-------- Records shown
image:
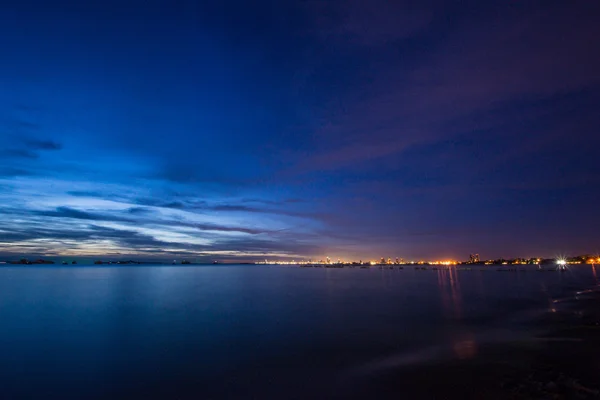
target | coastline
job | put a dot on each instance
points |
(560, 360)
----------------
** To do **
Return every line of the data above word for word, leaving out the pictures.

** Exercise output **
image:
target | coastline
job | put a dot on each instance
points |
(560, 360)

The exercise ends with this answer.